Requirement:
Show each line in the rows below that contains the word "every".

Data for this exercise:
——

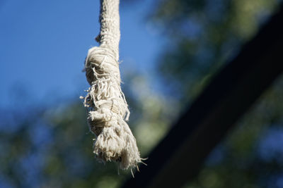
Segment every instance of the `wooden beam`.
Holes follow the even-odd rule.
[[[283,71],[280,9],[212,79],[122,187],[180,187],[197,175],[227,131]]]

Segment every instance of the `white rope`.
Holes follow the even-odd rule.
[[[99,47],[88,50],[86,79],[91,87],[84,97],[88,123],[97,136],[93,153],[102,161],[117,161],[120,168],[141,163],[136,139],[125,121],[129,111],[120,87],[119,70],[119,0],[100,0]]]

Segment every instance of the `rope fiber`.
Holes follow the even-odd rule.
[[[100,0],[100,43],[88,50],[85,61],[91,87],[84,99],[88,123],[97,138],[93,153],[103,162],[117,161],[121,169],[142,163],[136,139],[126,121],[129,111],[121,90],[119,70],[119,0]]]

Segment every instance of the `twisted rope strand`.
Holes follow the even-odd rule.
[[[103,162],[117,161],[120,168],[132,170],[142,162],[126,123],[129,111],[120,87],[119,0],[100,0],[100,46],[88,50],[85,62],[91,87],[83,104],[90,130],[97,136],[93,153]]]

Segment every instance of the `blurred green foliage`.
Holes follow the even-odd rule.
[[[125,71],[123,85],[132,113],[130,127],[142,156],[166,134],[180,109],[254,36],[278,4],[275,0],[156,3],[149,19],[170,39],[159,54],[154,75],[163,79],[164,87],[154,91],[148,78],[132,69]],[[283,187],[282,88],[281,77],[185,187]],[[130,177],[127,171],[120,170],[119,175],[115,163],[96,161],[95,137],[86,125],[86,111],[78,101],[52,108],[1,110],[0,115],[0,187],[118,187]]]

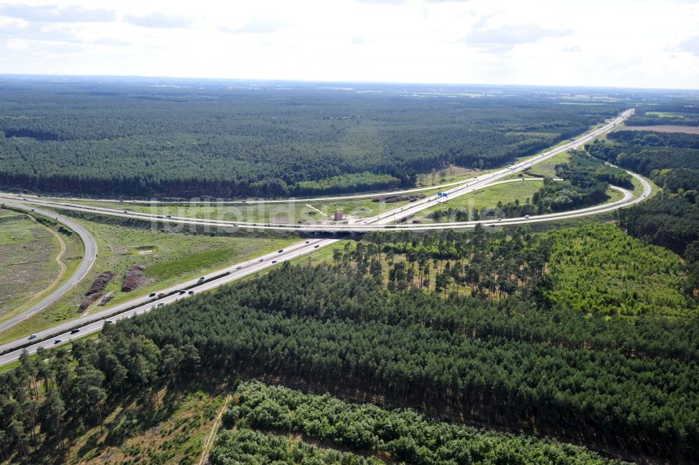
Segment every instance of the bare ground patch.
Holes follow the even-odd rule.
[[[658,124],[656,126],[629,126],[628,131],[655,131],[656,132],[686,132],[688,134],[699,134],[699,126],[682,126],[678,124]]]

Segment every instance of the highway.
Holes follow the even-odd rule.
[[[145,313],[151,310],[157,308],[161,303],[165,305],[185,299],[192,295],[189,294],[190,291],[194,291],[194,294],[197,294],[203,291],[218,287],[231,281],[262,271],[266,269],[276,265],[278,263],[282,263],[315,252],[322,247],[331,245],[343,238],[345,238],[308,239],[308,241],[286,247],[283,249],[282,252],[273,252],[250,260],[241,262],[228,268],[219,270],[211,275],[212,276],[219,276],[219,278],[215,278],[210,280],[207,280],[201,284],[198,279],[194,279],[186,282],[182,282],[177,286],[163,289],[160,292],[166,294],[166,296],[161,299],[144,296],[92,315],[72,320],[52,328],[37,331],[36,333],[36,341],[38,342],[35,343],[31,343],[31,341],[30,340],[27,339],[27,337],[24,337],[2,344],[0,345],[0,353],[7,353],[0,356],[0,366],[19,359],[23,350],[22,346],[26,346],[27,344],[31,345],[24,348],[26,348],[30,354],[33,354],[40,347],[56,347],[69,343],[73,338],[85,336],[91,333],[99,331],[101,329],[102,326],[104,325],[105,322],[108,320],[117,321],[122,318],[131,317],[134,315]],[[182,291],[185,292],[180,294]],[[71,330],[73,328],[79,328],[80,331],[77,333],[71,334]],[[47,339],[47,338],[49,338]],[[60,339],[61,342],[56,343],[55,341],[57,339]]]
[[[75,270],[75,273],[73,273],[73,275],[68,278],[68,280],[64,282],[60,287],[52,292],[48,297],[43,299],[39,303],[27,308],[22,313],[16,315],[11,318],[6,320],[2,323],[0,323],[0,331],[2,331],[14,324],[17,324],[23,320],[29,318],[36,312],[45,308],[47,306],[60,299],[63,294],[73,289],[76,284],[80,282],[82,278],[87,275],[87,272],[89,271],[90,269],[92,268],[92,265],[94,264],[95,257],[97,256],[97,243],[95,242],[94,238],[92,237],[92,235],[90,234],[89,232],[88,232],[88,231],[82,225],[76,223],[70,218],[66,217],[62,215],[59,215],[56,212],[43,210],[38,207],[30,208],[29,207],[21,203],[6,201],[4,200],[1,201],[0,203],[15,208],[20,208],[27,212],[33,210],[36,213],[43,215],[44,216],[50,218],[53,218],[58,222],[76,232],[80,236],[85,247],[85,253],[82,255],[82,262],[80,263],[80,266],[78,267],[78,269]]]
[[[519,180],[503,180],[503,178],[510,176],[513,173],[521,171],[526,168],[528,168],[536,163],[540,163],[551,157],[553,157],[559,153],[565,152],[571,148],[577,147],[578,145],[585,143],[586,142],[592,140],[597,136],[603,132],[608,131],[613,128],[617,124],[623,121],[624,119],[628,117],[633,113],[633,109],[627,110],[624,112],[619,117],[615,118],[612,122],[605,124],[604,127],[593,131],[584,136],[572,141],[569,143],[561,145],[559,148],[548,150],[542,154],[536,155],[533,157],[526,159],[523,162],[520,162],[515,164],[511,166],[503,169],[494,173],[482,175],[481,176],[476,177],[475,178],[469,179],[466,181],[461,181],[455,187],[452,189],[445,191],[447,193],[447,199],[452,199],[454,197],[459,196],[469,192],[473,192],[474,191],[482,189],[484,187],[492,185],[493,184],[503,182],[524,182]],[[650,185],[642,178],[638,176],[637,175],[630,173],[631,176],[634,176],[636,179],[639,180],[643,185],[643,192],[641,195],[638,196],[635,199],[633,198],[632,193],[626,189],[622,189],[621,187],[617,187],[612,186],[614,189],[620,191],[623,194],[624,197],[614,202],[611,202],[609,203],[605,203],[599,206],[596,206],[593,207],[589,207],[586,208],[582,208],[577,210],[572,210],[568,212],[563,212],[560,213],[550,213],[547,215],[541,215],[537,216],[531,216],[530,218],[503,218],[501,220],[479,220],[479,221],[469,221],[469,222],[452,222],[452,223],[435,223],[435,224],[392,224],[396,221],[400,220],[401,218],[405,217],[410,215],[414,215],[416,213],[429,208],[431,206],[436,204],[438,199],[431,196],[428,198],[417,201],[414,203],[403,206],[398,207],[390,211],[385,212],[380,215],[377,215],[371,217],[363,218],[361,220],[359,223],[352,224],[311,224],[311,225],[298,225],[298,224],[262,224],[257,223],[246,223],[244,224],[244,227],[251,228],[251,229],[280,229],[284,231],[305,231],[305,232],[331,232],[337,234],[336,237],[333,238],[312,238],[307,241],[303,241],[300,243],[294,244],[291,246],[286,247],[281,252],[273,252],[267,254],[266,255],[257,257],[252,260],[248,260],[246,262],[240,262],[238,264],[235,264],[226,269],[219,270],[215,273],[212,273],[212,276],[215,276],[212,279],[207,279],[203,282],[200,282],[199,280],[192,280],[190,281],[182,282],[177,286],[171,287],[169,289],[164,289],[161,291],[166,294],[165,296],[161,299],[150,298],[147,296],[143,296],[138,299],[135,299],[129,302],[122,303],[119,306],[115,306],[111,307],[108,309],[102,310],[99,313],[82,317],[76,320],[71,320],[70,322],[63,323],[62,324],[54,327],[51,329],[46,329],[42,331],[38,331],[36,333],[36,343],[31,343],[31,341],[28,341],[27,338],[23,338],[21,339],[15,340],[6,344],[0,345],[0,354],[4,353],[0,355],[0,366],[10,363],[19,359],[19,357],[22,351],[22,348],[26,346],[26,349],[29,351],[30,354],[34,353],[36,349],[39,347],[55,347],[57,345],[60,345],[63,344],[68,343],[71,338],[76,337],[84,336],[87,334],[94,333],[99,331],[107,320],[116,321],[122,318],[127,318],[133,316],[134,315],[140,314],[145,312],[148,312],[154,308],[157,308],[161,304],[165,305],[166,303],[171,303],[176,300],[184,299],[191,295],[189,291],[194,291],[194,293],[199,293],[202,291],[213,289],[218,286],[222,285],[227,282],[230,282],[233,280],[240,279],[240,278],[247,276],[250,275],[259,273],[260,271],[264,271],[266,269],[275,265],[277,263],[281,263],[297,257],[301,257],[309,253],[312,253],[317,251],[318,249],[331,245],[333,243],[337,243],[345,238],[347,236],[347,233],[350,232],[366,232],[368,231],[375,230],[395,230],[395,229],[409,229],[412,231],[426,231],[426,230],[438,230],[438,229],[464,229],[464,228],[472,228],[475,227],[476,224],[480,224],[484,226],[495,226],[495,225],[511,225],[511,224],[528,224],[533,222],[541,222],[546,221],[554,221],[560,220],[565,218],[575,218],[579,217],[589,215],[596,215],[600,213],[604,213],[607,211],[612,211],[613,210],[621,208],[628,205],[632,205],[639,201],[642,201],[643,199],[647,197],[651,192]],[[376,194],[372,194],[371,196],[375,196]],[[86,213],[98,213],[100,214],[110,215],[112,216],[118,216],[129,218],[136,218],[141,220],[147,220],[152,222],[161,222],[165,223],[178,223],[178,224],[203,224],[208,226],[215,226],[215,227],[235,227],[236,225],[243,226],[243,223],[234,223],[233,222],[226,222],[223,220],[201,220],[196,218],[186,218],[186,217],[173,217],[173,218],[164,218],[161,216],[158,216],[150,213],[136,213],[132,212],[124,213],[124,210],[117,210],[115,209],[110,208],[102,208],[96,207],[87,207],[85,206],[80,206],[78,204],[71,204],[69,203],[55,201],[48,199],[43,199],[40,198],[27,198],[22,197],[20,196],[16,196],[13,194],[0,194],[0,198],[9,199],[10,201],[15,203],[17,202],[22,202],[22,203],[29,203],[31,205],[42,205],[45,206],[50,206],[53,208],[60,208],[66,210],[72,210],[76,211],[82,211]],[[325,198],[327,199],[327,198]],[[305,201],[308,201],[308,200]],[[10,204],[10,202],[6,202]],[[15,203],[16,204],[16,203]],[[20,207],[27,208],[26,206]],[[43,210],[42,210],[43,211]],[[39,210],[37,210],[40,213]],[[54,217],[57,217],[55,213],[52,212],[47,212],[49,215]],[[67,220],[67,218],[66,219]],[[70,221],[70,220],[69,220]],[[75,224],[78,227],[81,227],[73,222],[71,223]],[[66,223],[66,225],[68,224]],[[73,229],[76,229],[71,227]],[[86,231],[87,232],[87,231]],[[89,236],[89,234],[88,234]],[[92,238],[92,237],[90,236]],[[92,240],[94,243],[94,239]],[[87,248],[86,248],[87,249]],[[87,256],[87,254],[86,254]],[[92,255],[94,258],[94,254]],[[87,273],[87,271],[85,271]],[[78,274],[77,273],[75,273]],[[84,275],[83,275],[84,276]],[[74,284],[73,285],[74,285]],[[72,287],[72,286],[71,286]],[[184,291],[182,292],[182,291]],[[35,310],[36,311],[36,310]],[[71,334],[71,329],[73,328],[79,329],[78,332]],[[59,339],[59,342],[56,342],[57,340]]]
[[[602,134],[619,124],[619,122],[624,121],[626,118],[628,117],[633,112],[633,109],[629,109],[624,111],[619,117],[614,118],[612,122],[607,123],[603,127],[592,131],[589,133],[584,134],[584,136],[569,142],[568,143],[563,144],[559,147],[547,150],[542,154],[535,155],[535,157],[531,157],[529,159],[525,159],[522,162],[519,162],[517,164],[503,168],[500,170],[491,173],[489,174],[481,175],[480,176],[477,176],[475,178],[466,180],[465,181],[461,181],[456,185],[449,189],[444,191],[445,193],[447,194],[447,199],[453,199],[454,197],[463,195],[465,194],[468,194],[470,192],[473,192],[474,191],[483,189],[484,187],[488,187],[497,181],[501,180],[503,178],[510,176],[512,174],[519,173],[527,168],[530,168],[537,163],[540,163],[552,157],[557,155],[560,153],[565,152],[570,150],[571,148],[575,148],[580,145],[582,145],[589,141],[594,139],[595,137]],[[372,194],[371,196],[375,196],[376,194]],[[430,196],[421,200],[419,200],[408,206],[405,207],[398,207],[394,208],[390,211],[381,213],[378,215],[363,218],[360,220],[359,224],[269,224],[269,223],[261,223],[261,222],[247,222],[240,221],[226,221],[222,220],[207,220],[201,218],[192,218],[186,217],[167,217],[166,216],[163,216],[161,215],[155,215],[153,213],[143,213],[138,212],[130,212],[128,210],[117,210],[115,208],[107,208],[104,207],[94,207],[94,206],[87,206],[84,205],[80,205],[77,203],[71,203],[69,202],[59,201],[55,200],[43,199],[41,198],[29,198],[26,196],[20,196],[11,194],[0,194],[0,199],[5,198],[9,199],[15,201],[22,201],[31,203],[32,205],[42,205],[47,207],[52,208],[59,208],[64,210],[70,210],[74,211],[80,211],[83,213],[99,213],[101,215],[108,215],[110,216],[121,217],[125,218],[133,218],[136,220],[143,220],[154,222],[163,222],[163,223],[176,223],[179,224],[191,224],[191,225],[201,225],[207,227],[245,227],[246,229],[276,229],[281,231],[303,231],[303,232],[345,232],[345,231],[354,231],[354,232],[367,232],[369,231],[375,231],[380,229],[384,229],[384,226],[392,223],[396,221],[400,220],[401,218],[405,217],[407,216],[415,215],[422,210],[425,210],[431,207],[434,203],[432,202],[437,201],[438,199],[435,196]],[[345,198],[356,198],[353,196],[347,196]],[[328,198],[324,198],[327,200]],[[442,197],[443,199],[443,197]],[[305,201],[309,201],[306,200]],[[621,208],[621,207],[619,207]],[[589,213],[589,214],[592,214]],[[410,227],[415,230],[421,229],[433,229],[431,225],[424,224],[424,225],[401,225],[401,229]]]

——

Exercise response:
Segment every instance of the `wooden beam`.
Segment every instance of the `white rope`.
Segment every instance of the `rope fiber`.
Segment every instance of the `twisted rope strand`.
Segment every instance of the `blurred green foliage`.
Segment every instance of the bare ground patch.
Segment every instance of the highway.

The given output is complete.